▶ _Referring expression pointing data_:
---*---
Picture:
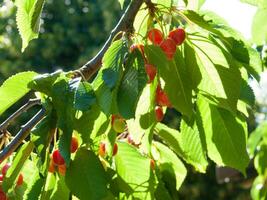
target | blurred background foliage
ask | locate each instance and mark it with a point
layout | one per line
(72, 32)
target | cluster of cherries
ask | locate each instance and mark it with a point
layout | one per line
(2, 176)
(58, 162)
(168, 45)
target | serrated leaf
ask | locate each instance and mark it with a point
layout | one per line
(226, 136)
(44, 82)
(186, 144)
(14, 88)
(132, 85)
(91, 124)
(28, 19)
(169, 163)
(86, 177)
(36, 17)
(121, 3)
(259, 27)
(135, 170)
(84, 97)
(221, 77)
(173, 72)
(62, 99)
(255, 138)
(17, 164)
(42, 133)
(108, 79)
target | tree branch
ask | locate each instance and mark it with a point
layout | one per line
(21, 135)
(124, 24)
(25, 107)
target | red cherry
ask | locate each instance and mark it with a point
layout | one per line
(178, 35)
(51, 167)
(151, 71)
(3, 195)
(5, 168)
(57, 158)
(62, 169)
(102, 149)
(140, 47)
(115, 149)
(74, 145)
(20, 180)
(155, 36)
(161, 98)
(169, 47)
(159, 113)
(152, 164)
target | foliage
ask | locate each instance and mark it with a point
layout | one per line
(205, 80)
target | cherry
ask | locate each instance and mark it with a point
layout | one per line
(20, 180)
(169, 47)
(178, 35)
(151, 71)
(159, 113)
(51, 167)
(102, 149)
(3, 195)
(62, 169)
(5, 168)
(161, 98)
(115, 149)
(140, 47)
(155, 36)
(57, 158)
(74, 145)
(152, 164)
(118, 125)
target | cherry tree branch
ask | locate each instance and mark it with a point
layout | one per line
(124, 24)
(24, 108)
(21, 135)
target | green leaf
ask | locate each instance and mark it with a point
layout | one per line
(177, 85)
(14, 88)
(61, 191)
(42, 133)
(135, 170)
(62, 99)
(91, 124)
(35, 187)
(36, 17)
(132, 85)
(169, 163)
(84, 97)
(44, 83)
(255, 137)
(121, 3)
(247, 94)
(28, 19)
(259, 27)
(86, 177)
(187, 144)
(259, 189)
(226, 136)
(17, 164)
(221, 77)
(260, 161)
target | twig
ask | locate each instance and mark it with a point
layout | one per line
(11, 118)
(21, 135)
(124, 24)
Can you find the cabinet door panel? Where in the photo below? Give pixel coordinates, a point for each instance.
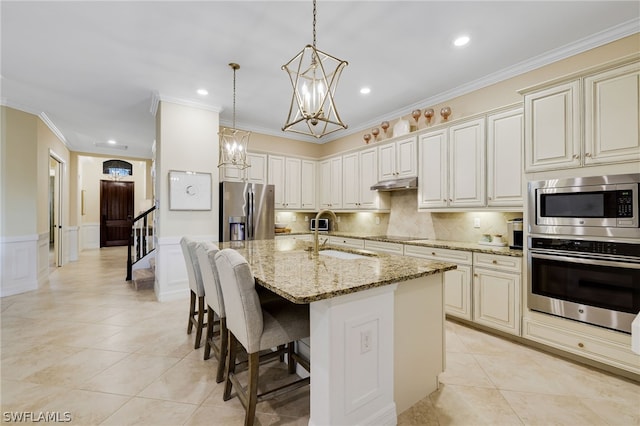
(387, 162)
(552, 128)
(257, 173)
(276, 178)
(496, 300)
(292, 183)
(433, 170)
(612, 116)
(406, 158)
(308, 182)
(466, 164)
(350, 181)
(368, 172)
(458, 292)
(504, 158)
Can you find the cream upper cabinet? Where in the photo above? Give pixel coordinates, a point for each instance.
(467, 179)
(308, 183)
(257, 173)
(552, 127)
(612, 111)
(284, 174)
(359, 173)
(504, 158)
(452, 166)
(397, 159)
(433, 170)
(330, 183)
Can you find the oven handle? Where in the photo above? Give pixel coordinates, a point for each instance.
(586, 261)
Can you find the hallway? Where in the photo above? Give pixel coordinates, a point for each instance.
(89, 345)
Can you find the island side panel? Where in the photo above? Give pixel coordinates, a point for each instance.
(419, 339)
(352, 351)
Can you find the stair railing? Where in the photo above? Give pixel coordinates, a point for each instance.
(142, 240)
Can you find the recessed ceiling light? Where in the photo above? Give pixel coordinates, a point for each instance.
(461, 41)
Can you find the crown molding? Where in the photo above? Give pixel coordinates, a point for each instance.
(591, 42)
(157, 97)
(42, 115)
(46, 120)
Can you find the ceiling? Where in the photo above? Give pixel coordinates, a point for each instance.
(91, 69)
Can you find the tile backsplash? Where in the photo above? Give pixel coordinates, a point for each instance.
(404, 220)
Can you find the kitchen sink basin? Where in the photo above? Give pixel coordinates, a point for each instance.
(341, 254)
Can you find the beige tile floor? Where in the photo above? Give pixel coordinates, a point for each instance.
(88, 344)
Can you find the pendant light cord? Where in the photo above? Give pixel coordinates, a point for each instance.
(314, 24)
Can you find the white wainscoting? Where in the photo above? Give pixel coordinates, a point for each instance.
(21, 264)
(90, 233)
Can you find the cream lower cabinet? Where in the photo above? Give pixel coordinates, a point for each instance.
(496, 291)
(457, 283)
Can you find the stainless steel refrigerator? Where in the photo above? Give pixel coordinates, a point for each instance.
(246, 211)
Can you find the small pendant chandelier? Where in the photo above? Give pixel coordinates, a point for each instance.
(314, 75)
(233, 142)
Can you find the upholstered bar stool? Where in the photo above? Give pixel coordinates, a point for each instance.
(256, 327)
(215, 340)
(196, 315)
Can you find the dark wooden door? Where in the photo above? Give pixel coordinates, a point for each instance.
(116, 213)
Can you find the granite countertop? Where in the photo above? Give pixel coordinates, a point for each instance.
(287, 268)
(452, 245)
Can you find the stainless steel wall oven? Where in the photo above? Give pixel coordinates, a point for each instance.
(584, 250)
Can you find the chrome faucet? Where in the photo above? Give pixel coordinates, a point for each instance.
(315, 233)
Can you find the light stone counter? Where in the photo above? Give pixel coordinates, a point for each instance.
(288, 269)
(377, 326)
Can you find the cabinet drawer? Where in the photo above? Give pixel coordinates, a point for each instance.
(347, 242)
(382, 246)
(440, 254)
(503, 263)
(607, 352)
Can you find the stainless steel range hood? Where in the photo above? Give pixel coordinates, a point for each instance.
(396, 184)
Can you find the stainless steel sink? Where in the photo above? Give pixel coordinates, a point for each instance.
(341, 254)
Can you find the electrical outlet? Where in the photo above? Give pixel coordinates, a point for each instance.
(365, 341)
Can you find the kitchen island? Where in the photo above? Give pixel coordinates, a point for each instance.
(377, 325)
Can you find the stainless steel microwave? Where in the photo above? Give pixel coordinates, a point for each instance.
(591, 206)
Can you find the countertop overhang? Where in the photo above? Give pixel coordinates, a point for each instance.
(290, 270)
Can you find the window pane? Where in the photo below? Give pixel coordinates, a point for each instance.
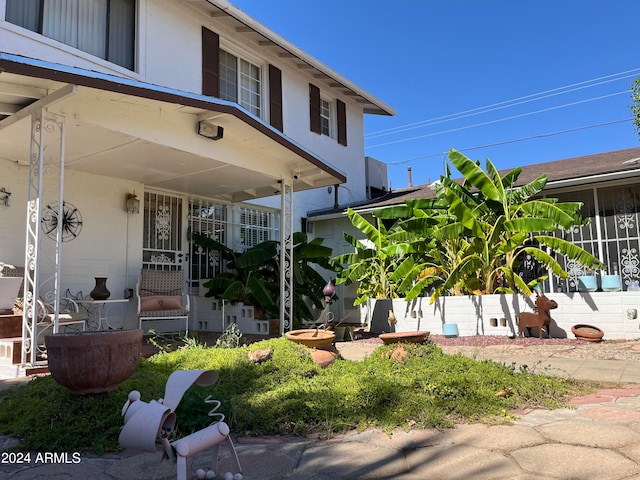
---*---
The expected output is every line of the data, unchanged, with the pictures skipped.

▶ _Exercise result_:
Picture:
target | blurred background foliage
ask | locate each instance and mark it with a point
layout | one per line
(72, 32)
target | cluster of cherries
ask | locate each instance and mark it with a point
layout | one per line
(2, 176)
(58, 162)
(168, 45)
target | serrated leaf
ask | locate each instance and mark it with a point
layout | one per line
(226, 136)
(44, 82)
(186, 144)
(14, 88)
(132, 85)
(91, 124)
(28, 19)
(169, 163)
(86, 177)
(36, 17)
(121, 3)
(259, 27)
(135, 170)
(84, 97)
(221, 77)
(173, 72)
(62, 99)
(255, 138)
(17, 164)
(42, 133)
(108, 79)
target | tree branch
ask | locate each instance and mark it with a point
layout | one per line
(21, 135)
(124, 24)
(25, 107)
target | red cherry
ask | locate each instance and mark it with a point
layout | one per line
(178, 35)
(51, 167)
(151, 71)
(3, 195)
(5, 168)
(57, 158)
(62, 169)
(102, 149)
(140, 47)
(115, 149)
(74, 145)
(20, 180)
(155, 36)
(161, 98)
(169, 47)
(159, 113)
(152, 164)
target | foliage
ask | locate each instance and mark it with a point
layout | one per line
(205, 80)
target | cherry
ask | locate each instance and mark it with a point
layout | one per line
(20, 180)
(169, 47)
(178, 35)
(151, 71)
(159, 113)
(51, 167)
(102, 149)
(3, 195)
(62, 169)
(5, 168)
(161, 98)
(115, 149)
(140, 47)
(155, 36)
(57, 158)
(74, 145)
(152, 164)
(118, 125)
target | cherry tree branch
ask | locate each instance and mark it with a point
layout | one per line
(124, 24)
(24, 108)
(21, 135)
target | green leaf
ask | locate each instance and mark it with a point
layout | one per line
(177, 85)
(14, 88)
(61, 191)
(42, 133)
(135, 170)
(62, 99)
(91, 124)
(35, 187)
(36, 17)
(132, 85)
(169, 163)
(84, 97)
(44, 83)
(255, 137)
(121, 3)
(247, 94)
(28, 19)
(259, 27)
(86, 177)
(187, 144)
(259, 189)
(226, 136)
(17, 164)
(221, 77)
(260, 161)
target | twig
ask | locate each instance and mark it with a point
layout | one per line
(11, 118)
(21, 135)
(124, 24)
Can you find the cabinet door panel? Where in the photo below? Give pixel coordinates, a point for each instance.
(387, 162)
(552, 128)
(257, 173)
(276, 178)
(496, 300)
(292, 183)
(433, 170)
(612, 116)
(406, 158)
(308, 182)
(466, 164)
(350, 181)
(368, 172)
(458, 292)
(504, 158)
Can you find the cream upper cabinet? Where in the photo above? Give pixel coordinates, a point for each instance.
(467, 179)
(308, 183)
(257, 173)
(552, 127)
(612, 111)
(284, 174)
(359, 173)
(504, 158)
(452, 166)
(397, 159)
(433, 170)
(330, 183)
Can you find the oven handle? Where in the photo above? Give pixel coordinates, a point for each instance.
(586, 261)
Can you find the hallway? Where in the photo above? Give pixel coordinates, a point for each instance.
(89, 345)
Can you find the island side panel? Where in the photo above? Give pixel coordinates, a point for each instance.
(419, 339)
(352, 351)
Can you find the stair railing? Where in the photo above? Give pixel coordinates, a point for each instance.
(142, 240)
Can you find the recessed ceiling light? Where in the photo above? Give pixel coordinates, a point for each instance.
(461, 41)
Can you find the crown molding? Where in the photo above? Give pixel coordinates, a point for each instance.
(591, 42)
(157, 97)
(42, 115)
(46, 120)
Can you find the ceiling? Where in the photo above? Give pixel coordinates, a point for each instance.
(91, 69)
Can you find the tile backsplash? Where in the photo above? Give pixel coordinates, a point for each instance.
(404, 220)
Can you find the kitchen sink basin? Where in the photo above? Give pixel coordinates, a point for each instance.
(341, 254)
Can you find the beige tile floor? Where in the photo above? Give pixel coordinates, a point for each instance.
(88, 344)
Can you find the pendant light cord? Where in the photo above? Give pixel coordinates, a point for each instance.
(314, 24)
Can you find the white wainscoting? Where in the photo above? Give pixel coordinates, a point for each instance.
(21, 264)
(90, 233)
Can you find the cream lower cabinet? Where in the photo above? Give pixel coordinates, a point for each instance.
(496, 291)
(457, 283)
Can you find the stainless steel refrigerator? Where in the photo above? Give pixel coordinates, a point for each instance.
(246, 211)
Can you find the small pendant chandelier? Where in the photo above? Give pixel coordinates, a point for each instance.
(314, 75)
(233, 142)
Can you find the upholstered bar stool? Where in the photo above? Give pixel coordinates, a point for each instance.
(256, 327)
(215, 340)
(196, 315)
Can you find the dark wooden door? Where in the photo above? Give pixel coordinates, a point for each instance.
(116, 213)
Can you find the granite countertop? Where in the photo above? Give pixel coordinates, a point for each instance.
(287, 268)
(452, 245)
Can you find the stainless steel wall oven? Where in the photo above? Give pixel coordinates, a point for each instance.
(584, 250)
Can you find the chrome faucet? Where in the photo above? Give pixel coordinates, a point for each instance.
(315, 233)
Can you find the light stone counter? Where in the photo above? Give pixel coordinates, a point for each instance.
(288, 269)
(377, 326)
Can you find the cabinet drawer? Where in the photo above? Give pixel coordinates, a point for each instance.
(347, 242)
(382, 246)
(440, 254)
(503, 263)
(607, 352)
Can you find the stainless steel range hood? Where in the photo above? Give pixel coordinates, a point for each instance.
(396, 184)
Can you find the stainless steel sink? Where in the photo above? Give pixel coordinates, a point for each instance.
(341, 254)
Can you find the electrical outlet? Where in the photo above? Give pixel coordinates, a point for each instance.
(365, 341)
Can you find the kitchen island? Where in the photo above? Give pixel coordinates, a point for each instance.
(377, 325)
Can you find the stainless steel microwave? Where in the photo above? Give pixel coordinates, a point for each instance.
(591, 206)
Can you find the countertop overhang? Where in the photo above? Give pixel coordinates, a point for each instance.
(290, 270)
Can you find the window pane? Where in the photo below? Give pixel coordinates, a point for each instance.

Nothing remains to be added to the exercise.